## TASK INSTRUCTIONS:
Starting with the line that contains "Can you find the red car", copy each line exactly through the end of the listing, and omit all pictures.

(Stored dataset items)
:::

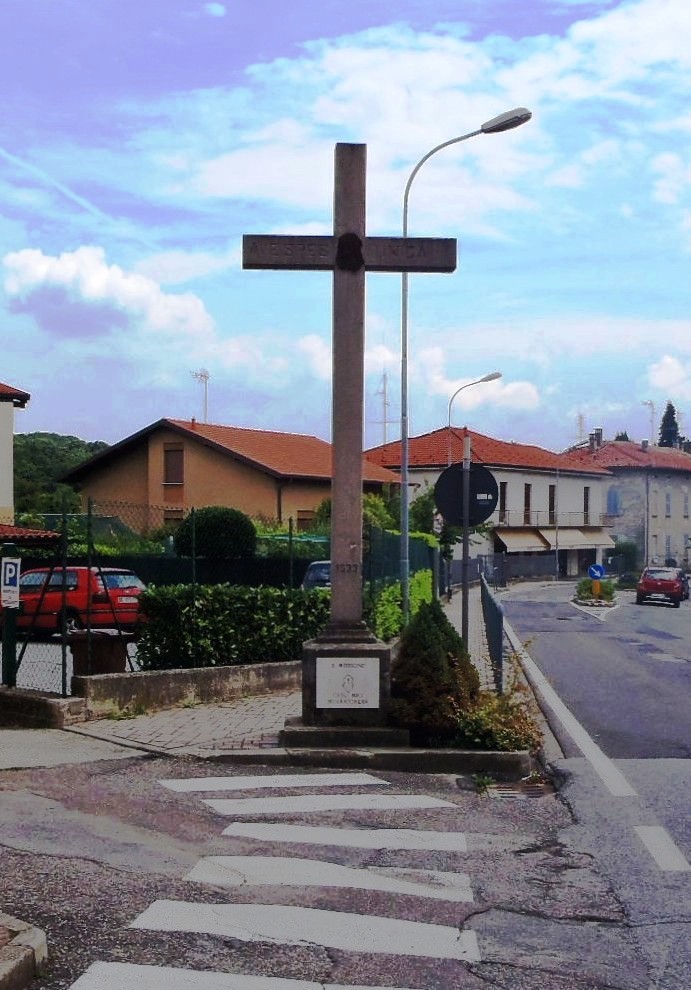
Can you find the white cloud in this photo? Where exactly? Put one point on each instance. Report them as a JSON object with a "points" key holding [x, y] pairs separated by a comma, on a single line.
{"points": [[672, 377], [318, 354], [84, 276]]}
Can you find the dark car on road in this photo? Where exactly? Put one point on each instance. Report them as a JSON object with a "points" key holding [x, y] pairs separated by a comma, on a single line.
{"points": [[662, 584]]}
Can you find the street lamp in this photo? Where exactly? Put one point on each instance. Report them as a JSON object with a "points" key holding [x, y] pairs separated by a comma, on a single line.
{"points": [[492, 376], [504, 122], [465, 489]]}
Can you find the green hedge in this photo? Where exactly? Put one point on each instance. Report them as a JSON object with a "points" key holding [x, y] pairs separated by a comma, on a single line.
{"points": [[220, 625], [223, 624]]}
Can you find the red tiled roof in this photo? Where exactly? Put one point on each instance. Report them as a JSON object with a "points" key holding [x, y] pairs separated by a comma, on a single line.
{"points": [[292, 455], [283, 455], [14, 395], [444, 446], [629, 454], [21, 535]]}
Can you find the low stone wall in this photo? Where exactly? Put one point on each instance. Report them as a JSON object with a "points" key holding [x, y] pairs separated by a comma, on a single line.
{"points": [[106, 694]]}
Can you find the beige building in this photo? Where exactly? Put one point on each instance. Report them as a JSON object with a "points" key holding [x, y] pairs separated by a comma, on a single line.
{"points": [[551, 508], [174, 465], [648, 495]]}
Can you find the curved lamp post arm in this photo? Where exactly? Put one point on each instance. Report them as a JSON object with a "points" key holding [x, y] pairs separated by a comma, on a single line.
{"points": [[504, 122]]}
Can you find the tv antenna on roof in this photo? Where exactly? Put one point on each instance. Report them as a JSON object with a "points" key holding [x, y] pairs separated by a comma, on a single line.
{"points": [[203, 376]]}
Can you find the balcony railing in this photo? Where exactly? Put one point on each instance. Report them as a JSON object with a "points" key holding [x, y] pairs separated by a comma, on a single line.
{"points": [[543, 518]]}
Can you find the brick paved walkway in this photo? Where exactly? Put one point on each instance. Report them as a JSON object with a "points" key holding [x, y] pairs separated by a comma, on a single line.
{"points": [[253, 722]]}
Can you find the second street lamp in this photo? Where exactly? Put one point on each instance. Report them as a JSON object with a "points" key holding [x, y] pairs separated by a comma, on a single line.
{"points": [[504, 122]]}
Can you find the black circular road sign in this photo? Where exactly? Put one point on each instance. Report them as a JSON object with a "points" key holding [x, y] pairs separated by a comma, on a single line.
{"points": [[448, 494]]}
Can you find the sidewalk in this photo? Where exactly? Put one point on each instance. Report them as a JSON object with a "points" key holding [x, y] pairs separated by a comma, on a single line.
{"points": [[244, 731]]}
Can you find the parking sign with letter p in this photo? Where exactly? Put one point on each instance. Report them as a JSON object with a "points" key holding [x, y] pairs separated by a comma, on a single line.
{"points": [[9, 594]]}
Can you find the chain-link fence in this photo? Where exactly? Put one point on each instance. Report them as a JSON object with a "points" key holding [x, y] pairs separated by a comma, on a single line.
{"points": [[79, 599]]}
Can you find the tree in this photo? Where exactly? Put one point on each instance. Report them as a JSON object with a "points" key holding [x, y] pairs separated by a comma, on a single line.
{"points": [[39, 460], [219, 533], [669, 428]]}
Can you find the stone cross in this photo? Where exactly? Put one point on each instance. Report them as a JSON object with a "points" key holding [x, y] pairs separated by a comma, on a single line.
{"points": [[349, 254]]}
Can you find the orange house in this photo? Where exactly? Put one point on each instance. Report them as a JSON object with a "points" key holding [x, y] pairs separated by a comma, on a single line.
{"points": [[175, 465]]}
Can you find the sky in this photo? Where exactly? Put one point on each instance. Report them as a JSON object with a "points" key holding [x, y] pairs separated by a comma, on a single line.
{"points": [[140, 141]]}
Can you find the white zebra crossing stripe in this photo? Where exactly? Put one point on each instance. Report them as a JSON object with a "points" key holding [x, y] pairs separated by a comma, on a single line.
{"points": [[324, 802], [280, 925], [188, 785], [257, 871], [125, 976], [356, 838]]}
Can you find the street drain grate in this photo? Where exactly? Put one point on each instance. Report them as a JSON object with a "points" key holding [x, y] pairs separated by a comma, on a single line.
{"points": [[523, 789]]}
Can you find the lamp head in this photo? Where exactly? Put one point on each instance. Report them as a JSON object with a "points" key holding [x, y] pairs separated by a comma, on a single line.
{"points": [[507, 121]]}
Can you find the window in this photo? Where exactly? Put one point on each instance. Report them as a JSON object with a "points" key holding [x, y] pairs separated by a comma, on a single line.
{"points": [[502, 500], [173, 466], [305, 518], [613, 502]]}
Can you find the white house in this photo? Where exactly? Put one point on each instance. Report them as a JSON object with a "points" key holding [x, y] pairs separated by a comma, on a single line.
{"points": [[10, 399], [648, 492], [551, 507]]}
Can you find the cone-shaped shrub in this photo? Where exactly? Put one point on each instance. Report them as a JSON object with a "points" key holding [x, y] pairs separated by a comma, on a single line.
{"points": [[432, 677]]}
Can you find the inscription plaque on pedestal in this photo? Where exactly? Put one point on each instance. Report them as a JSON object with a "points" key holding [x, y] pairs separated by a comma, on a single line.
{"points": [[347, 682]]}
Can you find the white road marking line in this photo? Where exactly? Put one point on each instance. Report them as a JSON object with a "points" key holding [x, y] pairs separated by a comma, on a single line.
{"points": [[324, 802], [124, 976], [357, 838], [258, 871], [662, 848], [611, 776], [187, 785], [279, 925]]}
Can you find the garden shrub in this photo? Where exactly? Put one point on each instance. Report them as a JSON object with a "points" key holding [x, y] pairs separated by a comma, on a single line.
{"points": [[432, 677], [219, 533], [584, 590], [384, 615], [219, 625], [497, 722]]}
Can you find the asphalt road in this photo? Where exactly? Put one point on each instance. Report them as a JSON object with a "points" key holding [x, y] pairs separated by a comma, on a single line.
{"points": [[121, 871], [625, 673]]}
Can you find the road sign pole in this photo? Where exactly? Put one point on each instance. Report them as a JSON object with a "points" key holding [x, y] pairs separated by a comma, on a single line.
{"points": [[10, 591], [465, 577]]}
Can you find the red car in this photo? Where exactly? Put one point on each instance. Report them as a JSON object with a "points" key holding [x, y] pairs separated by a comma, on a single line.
{"points": [[99, 597], [660, 584]]}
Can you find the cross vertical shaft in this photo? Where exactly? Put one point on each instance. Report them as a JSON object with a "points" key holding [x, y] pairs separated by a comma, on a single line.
{"points": [[348, 392]]}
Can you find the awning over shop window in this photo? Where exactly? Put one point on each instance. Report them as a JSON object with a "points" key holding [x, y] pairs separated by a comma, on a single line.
{"points": [[521, 540], [567, 538]]}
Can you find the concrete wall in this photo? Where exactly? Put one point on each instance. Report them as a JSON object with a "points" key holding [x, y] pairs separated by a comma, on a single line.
{"points": [[152, 690]]}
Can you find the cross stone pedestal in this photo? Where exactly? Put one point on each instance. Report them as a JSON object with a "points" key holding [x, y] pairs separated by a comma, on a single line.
{"points": [[345, 693]]}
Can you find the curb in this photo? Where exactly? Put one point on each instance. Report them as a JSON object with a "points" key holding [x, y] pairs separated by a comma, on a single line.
{"points": [[505, 766], [23, 955]]}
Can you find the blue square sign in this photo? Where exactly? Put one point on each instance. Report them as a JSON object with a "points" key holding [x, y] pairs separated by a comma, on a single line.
{"points": [[9, 580]]}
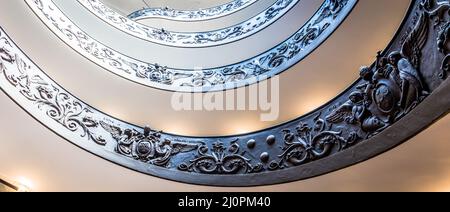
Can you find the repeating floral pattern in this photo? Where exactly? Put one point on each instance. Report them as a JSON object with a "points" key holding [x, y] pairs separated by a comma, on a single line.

:::

## EXERCISE ANSWER:
Can you find the red car in this photo? Where exactly? Put one point on each instance. Report them as a JSON object with a "points" key holding [x, y] pairs separated by a comma, on a single line.
{"points": [[99, 597], [660, 584]]}
Can you find the cross vertical shaft in this photo? Where exactly? Put one point on each instance. Report them as a JSON object with a "points" key holding [x, y] pairs separated by a comma, on a single line.
{"points": [[348, 392]]}
Can you find the awning over shop window in this photo? Where exactly? Put one point on each instance. Report them as a JSON object with a "points" key holding [x, y] pairs separated by a comma, on a single line.
{"points": [[521, 540], [567, 538]]}
Can you find the concrete wall in this photo? Where exactly? Put one point on each instance. Report them as a JSON object with a "points" key holding [x, y] pairs separated by a comma, on a single line.
{"points": [[152, 690]]}
Can you find the cross stone pedestal in this photo? Where exactly? Put one point on each instance. Report them as a JSON object with a "points" key holding [x, y] pairs separated by a comma, on a single line.
{"points": [[345, 693]]}
Can you find the curb in this photo? Where exactly? Put one point on each instance. Report them as a JSON object with a "points" key holding [x, y] pairs separated by a comma, on a single line.
{"points": [[505, 766], [23, 955]]}
Can you find the blue square sign in this photo? Where exactly? Put one point on each instance. Report them as a JSON object with a "points" key holding [x, y] pairs separated by a comma, on a single line.
{"points": [[9, 580]]}
Can you find the repeating floral pattern in this photo? Where exactly? Put one point on each instance. Report them as a JSON object with a "points" key holding [x, y] pairs separated by a comma, on a single line.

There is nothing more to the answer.